╭─ ИСХОДНЫЙ ТЕКСТ
Этот унизительный, по сути издевательский, приказ французского генерала, перечеркнувший заверения «о тесном союзе и полном согласии с Деникиным», вызвал раздражение о возмущении русского главнокомандующего. И следует ответный «удар»: Деникин посылает телеграмму Санникову, по сути, запрещающую тому выполнять приказы французского командования:
«Во всех отношениях: военном, политическом, гражданском Вы подчинены мне и только от меня можете получать приказания…»
Через некоторое время Деникин посылает Санникову телеграмму еще более резкого содержания:
«Категорически воспрещаю Вам делать эксперименты с русскими войсками по чужой указке. Передайте, что я, главнокомандующий, не допускаю ничьего вмешательства в вопросы формирования русской армии. Если бы кто-либо позволил себе сделать это, объявите, что исполнившие незаконное распоряжение будут мною преданы суду»[67].
Желая все же сохранить видимость нормальных взаимоотношений с французским командованием, Деникин, занятый неотложными делами на фронте, предлагает генералу Бертоло встретиться со своим полномочным представителем – генералом Драгомировым. Но высокомерный французский генерал отвечает отказом…
Между тем в рядах французских войск растет недовольство. Солдаты, в течение нескольких лет оторванные от родных очагов, имея впереди малоприятную перспективу затяжной малопонятной войны, начинают требовать отправки домой.
Деникин в упомянутых выше мемуарах прямо пишет:
«…Неуверенность в своих войсках наложила совершенно пассивный отпечаток на стратегию французского командования, которое сосредоточивало все свои силы к Одессе… ближе к транспортам, выставив на дальних подступах лишь ничтожные заслоны…»[68].
Последовал ряд военных поражений французских и союзных с ними войск. Под напором местных большевиков со стороны Вознесенска французский авангард бросил позиции. В середине февраля 1919 года изменивший Петлюре атаман Никифор Григорьев [69] повел наступление на Херсон, который оборонял сводный союзный отряд французов и греков. После тяжелого боя этот отряд был посажен на транспорты и вывезен в Одессу. А затем был оставлен Николаев. В начале марта союзники потерпели новое поражение на Вознесенском направлении у станции Березовка. Они начали беспорядочное отступление, бросая танки, орудия, обозы.
╰─
╭─ ЗАПИСАННЫЕ ДАННЫЕ
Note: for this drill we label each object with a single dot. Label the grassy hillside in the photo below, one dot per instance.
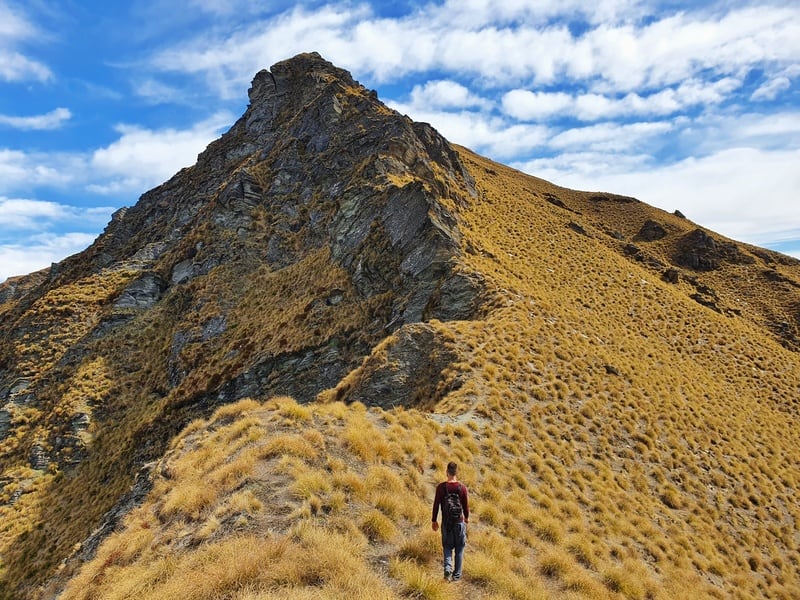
╰─
→ **ЗАДАНИЕ**: Согласно исходному тексту, с кем Деникин предложил генералу Бертоло встретиться в качестве своего полномочного представителя?

→ **ОЖИДАЕМЫЙ ОТВЕТ**: С генералом Драгомировым.